___ DATA FOR PROCESSING ___

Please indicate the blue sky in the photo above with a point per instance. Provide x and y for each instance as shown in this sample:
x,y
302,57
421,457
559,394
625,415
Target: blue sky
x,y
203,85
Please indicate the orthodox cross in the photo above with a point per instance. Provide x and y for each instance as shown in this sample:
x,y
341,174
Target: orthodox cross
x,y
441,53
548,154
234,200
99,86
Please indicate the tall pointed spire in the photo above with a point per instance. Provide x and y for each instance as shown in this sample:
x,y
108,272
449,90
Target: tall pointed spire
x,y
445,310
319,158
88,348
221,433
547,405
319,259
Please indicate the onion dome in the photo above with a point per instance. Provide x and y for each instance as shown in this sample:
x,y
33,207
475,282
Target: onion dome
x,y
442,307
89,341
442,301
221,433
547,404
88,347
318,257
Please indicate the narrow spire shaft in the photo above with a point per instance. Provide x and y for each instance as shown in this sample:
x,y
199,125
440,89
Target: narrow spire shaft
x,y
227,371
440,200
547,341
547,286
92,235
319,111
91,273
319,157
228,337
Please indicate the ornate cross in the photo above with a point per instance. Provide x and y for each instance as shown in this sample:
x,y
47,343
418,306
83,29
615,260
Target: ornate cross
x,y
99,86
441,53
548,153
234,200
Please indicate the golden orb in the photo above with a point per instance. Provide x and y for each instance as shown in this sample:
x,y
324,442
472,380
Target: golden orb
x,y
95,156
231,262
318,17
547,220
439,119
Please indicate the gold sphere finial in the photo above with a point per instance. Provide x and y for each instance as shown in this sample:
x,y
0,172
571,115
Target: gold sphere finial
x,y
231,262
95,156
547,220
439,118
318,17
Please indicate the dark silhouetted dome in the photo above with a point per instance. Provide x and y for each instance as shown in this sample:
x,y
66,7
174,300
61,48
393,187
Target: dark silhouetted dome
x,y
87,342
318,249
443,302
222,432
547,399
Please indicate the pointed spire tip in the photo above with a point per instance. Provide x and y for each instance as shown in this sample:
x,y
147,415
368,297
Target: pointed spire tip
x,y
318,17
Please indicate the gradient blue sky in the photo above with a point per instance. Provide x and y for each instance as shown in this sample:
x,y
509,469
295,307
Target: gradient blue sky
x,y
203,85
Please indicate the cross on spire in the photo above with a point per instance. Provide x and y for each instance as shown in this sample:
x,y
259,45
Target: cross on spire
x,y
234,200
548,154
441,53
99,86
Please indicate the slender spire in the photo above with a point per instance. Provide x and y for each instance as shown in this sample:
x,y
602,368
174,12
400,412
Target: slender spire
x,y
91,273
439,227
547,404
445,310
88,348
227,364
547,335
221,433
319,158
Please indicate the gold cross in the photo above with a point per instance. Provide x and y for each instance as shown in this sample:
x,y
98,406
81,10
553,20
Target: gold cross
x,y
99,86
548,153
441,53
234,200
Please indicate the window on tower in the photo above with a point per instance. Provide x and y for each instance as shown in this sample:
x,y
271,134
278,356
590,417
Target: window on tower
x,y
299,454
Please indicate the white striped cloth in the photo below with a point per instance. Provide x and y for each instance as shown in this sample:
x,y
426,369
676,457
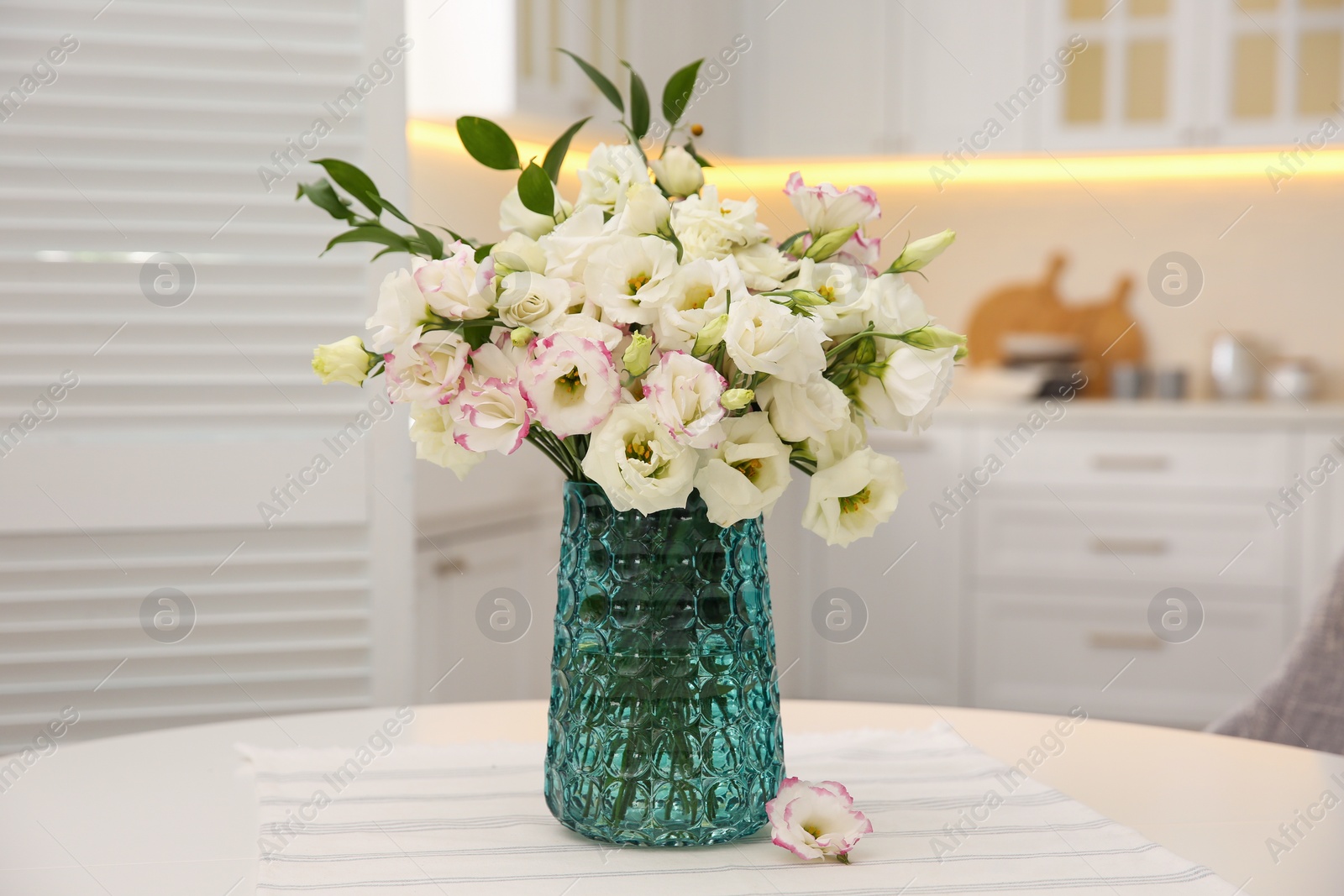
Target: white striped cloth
x,y
470,820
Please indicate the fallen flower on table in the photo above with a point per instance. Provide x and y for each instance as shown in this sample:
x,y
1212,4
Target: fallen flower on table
x,y
813,821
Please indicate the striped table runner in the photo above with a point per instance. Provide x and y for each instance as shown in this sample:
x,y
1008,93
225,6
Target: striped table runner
x,y
470,820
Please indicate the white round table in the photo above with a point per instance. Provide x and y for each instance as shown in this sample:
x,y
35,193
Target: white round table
x,y
174,812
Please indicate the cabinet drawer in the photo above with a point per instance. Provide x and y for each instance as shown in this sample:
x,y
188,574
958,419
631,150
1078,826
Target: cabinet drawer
x,y
1126,458
1052,653
1122,542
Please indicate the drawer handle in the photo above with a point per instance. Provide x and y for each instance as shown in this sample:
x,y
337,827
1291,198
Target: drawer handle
x,y
1131,463
1147,547
1124,641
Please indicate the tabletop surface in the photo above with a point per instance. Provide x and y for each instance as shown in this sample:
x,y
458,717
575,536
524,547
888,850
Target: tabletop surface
x,y
174,812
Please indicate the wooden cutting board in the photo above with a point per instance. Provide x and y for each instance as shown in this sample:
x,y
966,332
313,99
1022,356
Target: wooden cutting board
x,y
1105,329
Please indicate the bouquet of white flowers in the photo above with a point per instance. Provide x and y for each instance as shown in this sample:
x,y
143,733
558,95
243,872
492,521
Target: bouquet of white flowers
x,y
649,336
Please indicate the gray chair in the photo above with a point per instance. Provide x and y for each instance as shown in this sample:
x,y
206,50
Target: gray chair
x,y
1304,705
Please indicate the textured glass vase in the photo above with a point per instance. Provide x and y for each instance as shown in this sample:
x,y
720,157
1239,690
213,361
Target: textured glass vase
x,y
664,723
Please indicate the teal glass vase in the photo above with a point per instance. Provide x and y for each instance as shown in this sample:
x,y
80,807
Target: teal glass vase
x,y
664,719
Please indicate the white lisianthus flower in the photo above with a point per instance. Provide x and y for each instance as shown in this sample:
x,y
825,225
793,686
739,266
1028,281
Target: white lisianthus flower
x,y
589,328
913,383
490,416
343,362
517,253
804,410
745,476
517,217
850,499
844,288
764,266
427,367
609,172
401,309
678,172
839,443
685,396
766,338
643,210
813,821
534,301
568,248
638,463
571,383
432,432
450,285
710,228
893,307
827,208
696,295
628,277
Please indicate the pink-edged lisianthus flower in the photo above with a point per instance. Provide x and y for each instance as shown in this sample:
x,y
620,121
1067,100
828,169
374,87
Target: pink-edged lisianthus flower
x,y
827,208
571,383
427,367
685,396
815,821
450,285
490,416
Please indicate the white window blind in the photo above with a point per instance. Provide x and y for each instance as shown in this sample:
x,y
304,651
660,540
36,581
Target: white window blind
x,y
190,412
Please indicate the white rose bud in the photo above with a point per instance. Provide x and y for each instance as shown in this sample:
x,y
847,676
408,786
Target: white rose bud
x,y
343,362
737,399
638,355
644,210
922,251
678,172
710,335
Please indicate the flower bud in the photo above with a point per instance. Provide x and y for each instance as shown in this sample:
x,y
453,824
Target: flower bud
x,y
922,251
638,355
737,399
678,172
343,362
932,338
828,244
710,335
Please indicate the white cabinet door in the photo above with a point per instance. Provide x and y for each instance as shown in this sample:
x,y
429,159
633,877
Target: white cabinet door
x,y
487,602
884,614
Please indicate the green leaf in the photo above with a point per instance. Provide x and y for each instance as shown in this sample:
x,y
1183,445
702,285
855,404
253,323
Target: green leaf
x,y
555,155
429,244
638,103
371,234
602,82
324,196
354,181
828,244
456,235
535,190
488,143
676,93
786,246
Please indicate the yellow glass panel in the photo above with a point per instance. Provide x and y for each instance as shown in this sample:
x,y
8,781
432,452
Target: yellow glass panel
x,y
1319,85
1085,9
1146,81
1147,8
1253,76
1085,87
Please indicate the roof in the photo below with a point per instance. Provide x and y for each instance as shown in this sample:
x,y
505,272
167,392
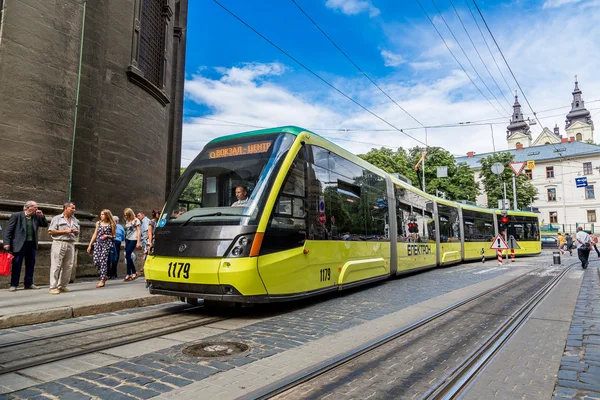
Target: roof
x,y
539,153
294,130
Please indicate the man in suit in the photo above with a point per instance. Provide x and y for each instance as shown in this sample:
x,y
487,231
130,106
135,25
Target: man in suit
x,y
21,238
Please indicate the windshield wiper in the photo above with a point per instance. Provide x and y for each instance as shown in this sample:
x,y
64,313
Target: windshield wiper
x,y
216,214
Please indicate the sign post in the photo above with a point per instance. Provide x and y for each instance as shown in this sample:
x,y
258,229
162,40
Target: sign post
x,y
499,244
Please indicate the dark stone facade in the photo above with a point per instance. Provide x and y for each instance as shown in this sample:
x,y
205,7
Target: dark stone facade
x,y
127,142
127,136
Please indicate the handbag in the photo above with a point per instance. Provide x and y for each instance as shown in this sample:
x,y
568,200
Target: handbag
x,y
5,263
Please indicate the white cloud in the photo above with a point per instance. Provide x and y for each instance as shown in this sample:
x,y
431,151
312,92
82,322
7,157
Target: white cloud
x,y
353,7
558,3
392,59
426,65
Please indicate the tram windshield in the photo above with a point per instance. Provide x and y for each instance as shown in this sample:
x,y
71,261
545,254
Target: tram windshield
x,y
228,183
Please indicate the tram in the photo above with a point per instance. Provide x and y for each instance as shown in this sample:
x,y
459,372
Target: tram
x,y
281,214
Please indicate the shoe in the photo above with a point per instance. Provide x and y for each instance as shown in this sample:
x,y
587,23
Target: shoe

___

▶ [WHAT TO WORK ON]
In the records above, find each line holding "below" and copy it.

▶ [RESULT FOR THIS EXERCISE]
Please indicate the white striped cloth in the photo below with a point per instance. Provide x and y for each instance as shown in this sample:
Please indicate the roof in the photo below with a point per instance. Provide x and y for each instance as shown in this sample:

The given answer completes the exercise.